===== DATASET RECORDS =====

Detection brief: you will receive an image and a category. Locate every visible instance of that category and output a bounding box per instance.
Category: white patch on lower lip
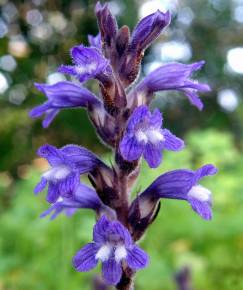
[136,130,148,142]
[146,129,164,144]
[43,165,71,181]
[95,244,112,262]
[76,63,97,75]
[114,245,127,262]
[136,129,164,144]
[187,185,211,202]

=====

Output the whole of the data, unchanged; keep the pictures out.

Detection brief: you will receive an image and a category. Locate every visible instance of that category and output a bounding box per instance.
Category: white patch on lower lip
[136,130,148,142]
[146,129,164,144]
[43,165,71,181]
[95,244,112,262]
[76,63,97,75]
[114,245,127,262]
[136,129,164,144]
[187,185,211,202]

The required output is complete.